▶ **Exercise details**: Retyping the records exactly is the whole task.

▶ **Exercise material**:
◆ ◆ ◆ ◆ ◆ ◆ ◆
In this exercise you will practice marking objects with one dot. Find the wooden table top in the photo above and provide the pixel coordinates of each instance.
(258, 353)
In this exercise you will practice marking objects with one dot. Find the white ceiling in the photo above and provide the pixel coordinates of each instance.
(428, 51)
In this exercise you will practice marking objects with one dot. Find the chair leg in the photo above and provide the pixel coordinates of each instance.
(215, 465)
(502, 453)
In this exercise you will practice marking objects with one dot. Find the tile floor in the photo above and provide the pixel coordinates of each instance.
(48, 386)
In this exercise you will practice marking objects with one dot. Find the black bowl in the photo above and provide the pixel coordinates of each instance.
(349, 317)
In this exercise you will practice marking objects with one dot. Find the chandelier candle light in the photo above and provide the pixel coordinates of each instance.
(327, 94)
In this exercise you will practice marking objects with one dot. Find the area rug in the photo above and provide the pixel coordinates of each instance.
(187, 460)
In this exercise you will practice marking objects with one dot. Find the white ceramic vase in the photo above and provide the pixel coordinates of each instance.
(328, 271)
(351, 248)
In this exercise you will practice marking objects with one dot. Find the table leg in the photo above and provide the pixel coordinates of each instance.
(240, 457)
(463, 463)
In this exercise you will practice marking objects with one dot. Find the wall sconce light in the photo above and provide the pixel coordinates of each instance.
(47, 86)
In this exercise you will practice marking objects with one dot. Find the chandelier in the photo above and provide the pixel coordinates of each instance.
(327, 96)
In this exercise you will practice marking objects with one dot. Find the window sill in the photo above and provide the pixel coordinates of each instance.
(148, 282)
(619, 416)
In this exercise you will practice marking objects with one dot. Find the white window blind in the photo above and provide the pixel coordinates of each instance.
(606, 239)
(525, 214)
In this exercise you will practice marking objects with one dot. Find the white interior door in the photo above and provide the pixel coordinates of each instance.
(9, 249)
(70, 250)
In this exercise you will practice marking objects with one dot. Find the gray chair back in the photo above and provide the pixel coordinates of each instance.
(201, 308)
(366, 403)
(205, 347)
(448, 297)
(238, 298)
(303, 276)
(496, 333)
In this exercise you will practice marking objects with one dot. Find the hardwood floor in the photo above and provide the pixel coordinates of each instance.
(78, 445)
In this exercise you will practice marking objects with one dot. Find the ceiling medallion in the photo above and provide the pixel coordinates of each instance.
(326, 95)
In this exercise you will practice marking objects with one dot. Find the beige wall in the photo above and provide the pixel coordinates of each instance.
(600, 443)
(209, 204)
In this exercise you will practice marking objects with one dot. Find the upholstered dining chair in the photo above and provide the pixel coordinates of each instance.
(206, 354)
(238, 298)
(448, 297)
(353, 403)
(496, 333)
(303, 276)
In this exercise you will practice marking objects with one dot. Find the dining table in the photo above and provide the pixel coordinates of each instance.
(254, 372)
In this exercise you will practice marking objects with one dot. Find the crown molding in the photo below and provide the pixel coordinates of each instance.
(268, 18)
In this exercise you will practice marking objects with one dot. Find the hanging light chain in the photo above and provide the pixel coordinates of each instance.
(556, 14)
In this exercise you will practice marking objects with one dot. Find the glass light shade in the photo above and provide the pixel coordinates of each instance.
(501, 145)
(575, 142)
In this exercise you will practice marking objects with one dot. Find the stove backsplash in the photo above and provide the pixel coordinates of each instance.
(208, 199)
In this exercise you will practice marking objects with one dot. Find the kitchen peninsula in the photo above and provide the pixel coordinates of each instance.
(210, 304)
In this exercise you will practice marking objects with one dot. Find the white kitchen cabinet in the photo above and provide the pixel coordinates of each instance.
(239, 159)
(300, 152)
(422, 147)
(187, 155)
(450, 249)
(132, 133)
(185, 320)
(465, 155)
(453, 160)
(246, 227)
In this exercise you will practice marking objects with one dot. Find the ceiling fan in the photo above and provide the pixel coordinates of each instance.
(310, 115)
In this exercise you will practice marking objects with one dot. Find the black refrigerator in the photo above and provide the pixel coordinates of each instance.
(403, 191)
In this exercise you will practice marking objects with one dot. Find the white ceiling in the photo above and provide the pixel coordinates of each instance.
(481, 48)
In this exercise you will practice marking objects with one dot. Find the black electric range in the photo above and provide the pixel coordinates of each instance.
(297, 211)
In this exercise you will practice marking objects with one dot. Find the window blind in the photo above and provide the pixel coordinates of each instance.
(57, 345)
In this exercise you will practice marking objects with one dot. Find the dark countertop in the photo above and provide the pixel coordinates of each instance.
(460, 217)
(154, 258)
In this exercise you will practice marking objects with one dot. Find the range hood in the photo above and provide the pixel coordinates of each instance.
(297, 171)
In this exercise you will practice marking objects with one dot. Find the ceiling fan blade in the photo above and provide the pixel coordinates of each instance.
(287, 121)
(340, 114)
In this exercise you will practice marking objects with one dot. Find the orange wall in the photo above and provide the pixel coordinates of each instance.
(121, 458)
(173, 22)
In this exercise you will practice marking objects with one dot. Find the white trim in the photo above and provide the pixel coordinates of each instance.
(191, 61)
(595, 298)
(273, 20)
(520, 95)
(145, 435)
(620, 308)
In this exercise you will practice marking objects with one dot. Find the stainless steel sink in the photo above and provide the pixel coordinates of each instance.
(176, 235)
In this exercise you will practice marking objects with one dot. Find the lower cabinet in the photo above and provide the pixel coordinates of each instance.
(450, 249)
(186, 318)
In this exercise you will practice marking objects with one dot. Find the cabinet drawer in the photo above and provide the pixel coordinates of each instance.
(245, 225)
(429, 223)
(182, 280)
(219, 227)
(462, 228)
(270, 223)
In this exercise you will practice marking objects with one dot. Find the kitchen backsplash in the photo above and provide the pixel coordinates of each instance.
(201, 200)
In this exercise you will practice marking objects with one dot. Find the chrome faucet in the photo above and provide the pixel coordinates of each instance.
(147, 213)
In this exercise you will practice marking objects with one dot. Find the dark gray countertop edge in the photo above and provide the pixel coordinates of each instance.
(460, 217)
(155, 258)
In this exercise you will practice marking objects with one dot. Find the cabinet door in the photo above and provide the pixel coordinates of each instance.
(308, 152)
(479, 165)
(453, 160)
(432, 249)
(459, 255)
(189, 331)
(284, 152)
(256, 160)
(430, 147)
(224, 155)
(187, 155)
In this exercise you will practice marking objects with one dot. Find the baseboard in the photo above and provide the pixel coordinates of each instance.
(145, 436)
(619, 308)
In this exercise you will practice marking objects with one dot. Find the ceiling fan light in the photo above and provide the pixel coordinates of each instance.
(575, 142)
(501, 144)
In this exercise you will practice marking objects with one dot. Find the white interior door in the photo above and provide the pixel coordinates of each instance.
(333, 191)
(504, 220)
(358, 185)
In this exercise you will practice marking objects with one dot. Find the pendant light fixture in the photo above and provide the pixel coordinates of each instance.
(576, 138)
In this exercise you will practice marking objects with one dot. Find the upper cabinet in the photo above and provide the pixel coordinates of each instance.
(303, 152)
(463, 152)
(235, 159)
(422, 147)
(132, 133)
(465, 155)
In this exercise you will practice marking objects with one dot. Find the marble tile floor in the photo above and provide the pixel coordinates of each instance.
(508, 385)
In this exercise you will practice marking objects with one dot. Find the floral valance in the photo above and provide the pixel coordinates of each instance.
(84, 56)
◆ ◆ ◆ ◆ ◆ ◆ ◆
▶ **Result of this task**:
In this exercise you will practice marking objects with one dot. Find the wooden table top in the photo above and provide the pixel coordinates of each instance.
(258, 353)
In this exercise you will practice marking objects with one dot. Find the white ceiling in the photo above and provide the pixel coordinates of each instance.
(428, 51)
In this exercise you will practice marking objects with one dot. Find the chair leg in the photo above and provide the pixel coordinates of each instance.
(215, 465)
(502, 453)
In this exercise you will practice marking objects with one dot. Find the tile floor in the photo above and provide the pixel coordinates of each instance.
(48, 386)
In this exercise you will practice marking objects with one dot. Find the black bowl in the photo above and provide the pixel coordinates of each instance.
(349, 317)
In this exercise you will practice marking objects with one dot. Find the chandelier candle light in the photo above and provide the pixel coordinates of each instance.
(327, 94)
In this exercise you will practice marking objects with one dot. Find the area rug in the photo above and provide the pixel coordinates of each instance.
(187, 460)
In this exercise you will practice marking objects with one dot. Find the white ceramic vase in the photo above and provide the pixel coordinates of each instance.
(328, 271)
(351, 248)
In this exercise you will practice marking objects with one dot. Find the table leg in the photo above and provide the pixel coordinates of each instance.
(240, 457)
(463, 463)
In this exercise you will practice marking objects with one dot. Find the wall sconce light in the photo above and provide the pixel coordinates of each instance.
(47, 86)
In this exercise you will practice marking objects with one dot. Find the chandelier in the photo above and provide the pixel coordinates of each instance.
(327, 96)
In this exercise you will practice marking objects with one dot. Find the window sill in the photo above and provide the pixel coordinates of each instance.
(148, 282)
(619, 416)
In this exercise you will practice marking objects with one dot. Find the white window blind in the photo above and provide the pixel coordinates of each instance.
(606, 239)
(525, 214)
In this exercise you will practice marking objects with one dot. Find the white interior door in the photo above and provide the pixel coordinates of each instance.
(9, 249)
(70, 250)
In this exercise you will practice marking objects with one dot. Find the gray chair back in the photo above and provide the pixel coordinates of each instance.
(201, 308)
(366, 403)
(205, 347)
(448, 297)
(238, 298)
(303, 276)
(496, 333)
In this exercise you will practice marking objects with one dot. Find the hardwood floor in the photo above and provide the pixel coordinates of each instance.
(78, 445)
In this exercise you will practice marking objects with one dot. Find the ceiling medallion in the photo above and provide the pixel coordinates of each instance.
(326, 95)
In this exercise you will practice marking objects with one dot. Find the beige wall in the photo above and provide the pixel coordinates of each instance.
(600, 443)
(209, 204)
In this exercise you will practice marking objects with one dot. Find the upholstered dining chair in the photo above and provide the pixel coordinates of each instance.
(206, 354)
(238, 298)
(448, 297)
(353, 403)
(496, 333)
(303, 276)
In this exercise you will practice marking objects with one dot. Find the dining table in the photo above and provide the pixel coordinates of each instance.
(254, 372)
In this exercise you will practice marking objects with one dot. Find the crown molding in the photo below and provide the pixel coordinates of each instance.
(268, 18)
In this exercise you will practice marking objects with one dot. Find the hanging light chain in the photo above and provide the pixel coordinates of each instance.
(556, 14)
In this exercise you will practice marking objects with one dot. Find the glass light shade in the photo above and provide the pixel coordinates of each instance.
(501, 145)
(575, 142)
In this exercise you will practice marking objects with one dot. Find the stove backsplash in the photo above and provide the pixel coordinates of each instance.
(208, 199)
In this exercise you will practice marking objects with one dot. Find the kitchen peninsula in the photo above and provide the pixel coordinates of each instance.
(210, 304)
In this exercise you will practice marking objects with one dot. Find the white kitchen cabinet in the photo above and provide the pixel coordinates of each instance.
(239, 159)
(300, 152)
(422, 147)
(187, 155)
(450, 249)
(132, 133)
(185, 320)
(465, 155)
(453, 160)
(246, 227)
In this exercise you will practice marking objects with one dot. Find the ceiling fan in the photo above and provide the pixel coordinates of each instance.
(310, 115)
In this exercise you will practice marking objects with one dot. Find the black refrigerator in the photo above and provide the pixel coordinates of each instance.
(403, 191)
In this exercise you will practice marking objects with one dot. Find the white ceiling in the photo above and provide the pixel coordinates of each instance.
(481, 48)
In this exercise you will practice marking objects with one dot. Find the black electric range in the photo above and provide the pixel coordinates of each instance.
(297, 211)
In this exercise you will practice marking objects with one dot. Find the window blind in the photo above and provide the pixel coordinates of each instance.
(57, 345)
In this exercise you will practice marking objects with one dot. Find the dark countertop in the photo above and provide the pixel coordinates of each instance.
(460, 217)
(154, 258)
In this exercise you will practice marking objects with one dot. Find the range hood in the photo above and provide the pixel coordinates of each instance.
(297, 171)
In this exercise you will practice marking objects with one dot. Find the ceiling fan blade in the photo above and provide the pixel coordinates of each instance.
(287, 121)
(340, 114)
In this exercise you will practice marking objects with one dot. Find the orange wall in the photo above and provide the pixel coordinates of each instance.
(121, 458)
(173, 22)
In this exercise you will practice marking objects with one dot. Find the white trim in the photo above and provide the pixel coordinates of each instance.
(191, 61)
(595, 298)
(273, 20)
(520, 95)
(145, 435)
(620, 308)
In this exercise you will practice marking objects with one dot. Find the stainless steel sink in the photo above and provide the pixel coordinates of each instance.
(176, 235)
In this exercise you will practice marking objects with one dot. Find the lower cabinet in the photo above and provide the pixel coordinates of each instance.
(450, 249)
(186, 318)
In this exercise you will practice marking objects with one dot. Find the cabinet drawer in the photo above and provide the pixel coordinates of each instance.
(245, 225)
(429, 223)
(182, 280)
(219, 227)
(462, 228)
(270, 223)
In this exercise you will practice marking objects with one dot. Find the kitchen backsplash in the photo above and provide the pixel coordinates of each instance.
(201, 200)
In this exercise you will practice marking objects with one dot. Find the chrome faucet in the photo above and provide the pixel coordinates of each instance.
(147, 213)
In this exercise you will practice marking objects with one dot. Find the dark gray countertop edge in the photo above and provide the pixel coordinates of each instance.
(460, 217)
(155, 258)
In this exercise you will practice marking objects with one dot. Find the cabinet door in the photo above and provide the pixel coordinates of each instance.
(308, 152)
(479, 165)
(453, 160)
(432, 249)
(459, 255)
(189, 331)
(284, 152)
(256, 160)
(430, 147)
(224, 155)
(187, 155)
In this exercise you will practice marking objects with one dot. Find the baseboard in the photo above and provide the pixel coordinates of each instance.
(145, 436)
(619, 308)
In this exercise you will practice marking objects with one dot. Find the ceiling fan light in the photo above and provide the pixel coordinates of each instance.
(575, 142)
(501, 144)
In this exercise you will practice marking objects with one dot. Find the white interior door in the photo above and provide the pixel coordinates of each instance.
(333, 191)
(504, 220)
(358, 185)
In this exercise you will practice marking objects with one dot. Find the pendant light fixture in the photo above and provide the pixel coordinates of each instance.
(576, 138)
In this exercise you will practice marking objects with one dot. Find the upper cabinet in the photo above and provide the pixel coordinates of each instance.
(303, 152)
(463, 152)
(235, 159)
(422, 147)
(132, 133)
(465, 155)
In this exercise you will practice marking objects with one dot. Find the marble tile floor in the photo above and provide the pixel coordinates of each instance.
(508, 385)
In this exercise you will practice marking objects with one dot. Find the floral valance in the photo above and provide the pixel coordinates of each instance.
(84, 56)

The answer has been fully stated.